Work item A: In the business strategy text, what does the cloud-first approach let enterprises focus on instead of building resilient IT platforms?
Work item B: List every area the business strategy text recommends for reducing technology debt.

Define New Processes and Create Multidisciplinary Teams

To be successful in the future, businesses need to define more flexible, adaptive, and resilient processes and establish multi-disciplinary teams to define new processes and innovate for new products.

Adopt a Cloud-First Approach

As business stakeholders are redefining products, services for new customer experiences, IT needs to catch up with the fast pace of delivering new applications and new functional requirements. Enterprises need to take a cloud-first approach. The cloud-first approach would allow for faster innovation with lower cost and allow enterprises to focus on core functionality instead of building resilient IT platforms.

Reduce Technology Debt

As organizations are looking to scale up their technological capabilities, including the IT and cloud infrastructure, to be ready for the new normal. Some of the areas that I would recommend reducing technology debt are:

  1. Modernizing any legacy systems still in operation.
  2. Ensuring core applications are architected for resiliency and have a good business continuity and DR solution implemented.
  3. Reducing the skills risk of legacy systems on Mainframe, IBM I series, COBOL, DB2, Solaris, and older 4GL.
  4. Embracing DevSecOPS.
  5. Adopting a low-code/no-code approach.

8. Develop a New Strategy for Remote Working and Social Workforce Management

Developing a remote working strategy for your business can ensure that everyone can securely access the tools they would require to work remotely, including any access to business systems — including HR, ERP, payroll, CRM, unified communication (UC), and collaboration tools, file storage, and email. At the same time, setting up an omnichannel workforce management system should also be a priority, with an increased focus on employing digital solutions to tackle the new challenges.

Record set:

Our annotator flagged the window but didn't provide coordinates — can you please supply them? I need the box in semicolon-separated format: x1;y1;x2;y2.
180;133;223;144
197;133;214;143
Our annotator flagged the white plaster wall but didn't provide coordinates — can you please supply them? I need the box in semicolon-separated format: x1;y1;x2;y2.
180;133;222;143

Written solution A: Core functionality.

Written solution B:
1. Modernizing any legacy systems still in operation.
2. Ensuring core applications are architected for resiliency and have a good business continuity and DR solution implemented.
3. Reducing the skills risk of legacy systems on Mainframe, IBM I series, COBOL, DB2, Solaris, and older 4GL.
4. Embracing DevSecOPS.
5. Adopting a low-code/no-code approach.